14. Mai 2025, 11:12 Uhr | Lesezeit: 6 Minuten
Wenn ich die Augen schließe, kann ich ihn noch schmecken: Tortellini, Gemüse, ein leichtes Joghurtdressing – der legendäre Salat aus dem Weight Watchers Kochbuch meiner Mutter. Es war ihr absoluter Lieblingssalat. Und meiner auch. Nur wusste ich damals bislang nicht, dass das, was da so lecker vor sich hinmarinierte, Teil eines gigantischen Ernährungskonzepts war. Ich dachte, wir wären einfach kulinarisch besonders fortschrittlich.
Denn meine Mutter – sagen wir’s wie’s ist – war Hardcore-Fan. Keine WW-Innovation war vor ihr sicher: vom Punkterechner über die Taschenwaage bis hin zur Sammelleidenschaft für jede einzelne Rezeptbroschüre. Unsere Küche war ein Museum für kalorienbewusstes Essen. Ich glaube, ich könnte Ihnen heute noch auswendig sagen, wie viele Punkte ein Brötchen mit der hippen „Du darfst“-Margarine und Marmelade hatte. Und wie viele man durch Treppensteigen wieder reinholen konnte. Trotz allem ist Weight Watchers nun pleite. Doch wie konnte es überhaupt so weit kommen?

**********

Zu bearbeiten: Aus welchen Zutaten bestand laut dem Textabschnitt über Weight Watchers der Lieblingssalat der Mutter? Die Liste wird hier nicht gebraucht.

Bereitgestellte Daten:

**********

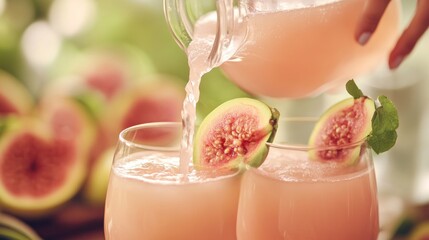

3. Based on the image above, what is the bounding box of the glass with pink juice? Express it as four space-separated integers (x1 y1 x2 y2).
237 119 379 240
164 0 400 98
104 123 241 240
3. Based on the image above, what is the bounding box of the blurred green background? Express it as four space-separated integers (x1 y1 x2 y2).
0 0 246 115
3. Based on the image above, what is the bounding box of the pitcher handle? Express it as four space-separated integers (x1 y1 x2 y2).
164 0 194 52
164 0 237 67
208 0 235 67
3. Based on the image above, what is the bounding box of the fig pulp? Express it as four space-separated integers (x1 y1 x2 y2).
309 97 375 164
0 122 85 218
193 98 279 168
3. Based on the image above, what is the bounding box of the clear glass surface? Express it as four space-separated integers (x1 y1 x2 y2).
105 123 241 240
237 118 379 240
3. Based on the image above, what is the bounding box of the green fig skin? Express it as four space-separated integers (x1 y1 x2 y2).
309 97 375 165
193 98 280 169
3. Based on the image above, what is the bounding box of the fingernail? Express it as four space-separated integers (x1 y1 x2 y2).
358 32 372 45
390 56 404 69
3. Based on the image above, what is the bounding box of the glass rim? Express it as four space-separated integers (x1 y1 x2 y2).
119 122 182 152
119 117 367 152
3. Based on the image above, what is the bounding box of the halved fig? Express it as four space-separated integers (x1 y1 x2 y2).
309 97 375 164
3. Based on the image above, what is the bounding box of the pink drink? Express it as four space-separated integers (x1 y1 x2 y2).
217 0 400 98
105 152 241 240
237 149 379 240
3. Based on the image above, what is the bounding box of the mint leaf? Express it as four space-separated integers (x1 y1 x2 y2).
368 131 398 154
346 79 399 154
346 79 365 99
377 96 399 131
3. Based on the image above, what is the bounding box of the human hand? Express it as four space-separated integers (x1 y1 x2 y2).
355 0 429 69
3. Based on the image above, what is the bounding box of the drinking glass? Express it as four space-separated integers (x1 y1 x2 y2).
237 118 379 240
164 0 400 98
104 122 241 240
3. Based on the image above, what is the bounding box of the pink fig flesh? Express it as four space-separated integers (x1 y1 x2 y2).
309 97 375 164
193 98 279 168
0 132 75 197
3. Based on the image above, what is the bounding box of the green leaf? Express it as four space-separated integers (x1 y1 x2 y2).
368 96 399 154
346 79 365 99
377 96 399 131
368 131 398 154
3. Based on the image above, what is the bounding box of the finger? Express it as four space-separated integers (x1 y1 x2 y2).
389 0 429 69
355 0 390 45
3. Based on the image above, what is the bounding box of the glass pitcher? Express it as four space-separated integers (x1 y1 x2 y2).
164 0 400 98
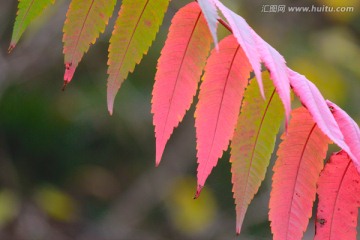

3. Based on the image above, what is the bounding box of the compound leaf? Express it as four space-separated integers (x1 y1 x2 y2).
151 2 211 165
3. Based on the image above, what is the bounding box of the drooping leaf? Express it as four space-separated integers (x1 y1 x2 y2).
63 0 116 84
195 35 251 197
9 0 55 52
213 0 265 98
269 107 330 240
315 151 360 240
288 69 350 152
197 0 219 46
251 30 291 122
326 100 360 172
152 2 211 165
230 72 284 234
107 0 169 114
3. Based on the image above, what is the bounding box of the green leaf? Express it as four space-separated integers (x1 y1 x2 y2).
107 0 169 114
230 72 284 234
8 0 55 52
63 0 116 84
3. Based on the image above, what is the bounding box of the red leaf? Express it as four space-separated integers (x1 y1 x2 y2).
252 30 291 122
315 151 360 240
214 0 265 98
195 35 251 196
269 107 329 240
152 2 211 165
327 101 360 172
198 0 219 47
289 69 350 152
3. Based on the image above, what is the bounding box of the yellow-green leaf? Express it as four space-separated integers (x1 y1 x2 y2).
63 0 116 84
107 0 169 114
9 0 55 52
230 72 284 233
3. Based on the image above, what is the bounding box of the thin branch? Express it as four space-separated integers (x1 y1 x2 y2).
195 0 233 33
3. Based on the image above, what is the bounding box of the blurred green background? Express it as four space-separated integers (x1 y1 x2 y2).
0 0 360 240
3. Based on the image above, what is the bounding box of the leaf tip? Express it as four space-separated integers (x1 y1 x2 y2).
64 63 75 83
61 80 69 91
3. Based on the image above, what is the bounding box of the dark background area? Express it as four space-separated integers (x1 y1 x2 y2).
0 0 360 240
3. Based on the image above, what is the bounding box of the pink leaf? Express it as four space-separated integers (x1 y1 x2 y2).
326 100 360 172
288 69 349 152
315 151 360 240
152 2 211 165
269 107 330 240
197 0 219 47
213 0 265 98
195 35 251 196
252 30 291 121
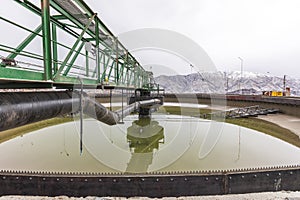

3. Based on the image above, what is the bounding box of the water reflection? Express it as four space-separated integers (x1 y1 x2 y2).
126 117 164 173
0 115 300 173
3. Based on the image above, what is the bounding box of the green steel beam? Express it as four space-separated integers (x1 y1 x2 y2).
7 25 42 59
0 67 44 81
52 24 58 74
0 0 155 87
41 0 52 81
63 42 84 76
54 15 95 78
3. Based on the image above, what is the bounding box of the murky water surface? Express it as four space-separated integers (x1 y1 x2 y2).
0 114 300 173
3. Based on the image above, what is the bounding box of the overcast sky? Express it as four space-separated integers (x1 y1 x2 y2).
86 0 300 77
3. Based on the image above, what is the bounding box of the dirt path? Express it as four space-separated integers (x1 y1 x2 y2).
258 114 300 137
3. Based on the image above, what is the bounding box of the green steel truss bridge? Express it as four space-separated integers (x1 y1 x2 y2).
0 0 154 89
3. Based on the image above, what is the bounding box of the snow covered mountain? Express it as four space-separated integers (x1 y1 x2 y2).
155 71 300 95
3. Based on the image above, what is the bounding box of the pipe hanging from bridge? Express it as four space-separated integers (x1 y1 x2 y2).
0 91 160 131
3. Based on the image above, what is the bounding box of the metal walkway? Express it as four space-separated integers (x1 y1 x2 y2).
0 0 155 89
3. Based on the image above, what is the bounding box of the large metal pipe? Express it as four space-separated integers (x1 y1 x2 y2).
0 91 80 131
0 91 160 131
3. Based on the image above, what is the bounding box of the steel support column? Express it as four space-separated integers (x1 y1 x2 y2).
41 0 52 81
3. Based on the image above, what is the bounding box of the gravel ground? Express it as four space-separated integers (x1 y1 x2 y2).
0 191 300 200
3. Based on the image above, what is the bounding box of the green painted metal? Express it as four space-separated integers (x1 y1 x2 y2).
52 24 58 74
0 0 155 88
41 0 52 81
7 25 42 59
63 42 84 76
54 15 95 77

**********

Lösung: Aus Tortellini, Gemüse und einem leichten Joghurtdressing.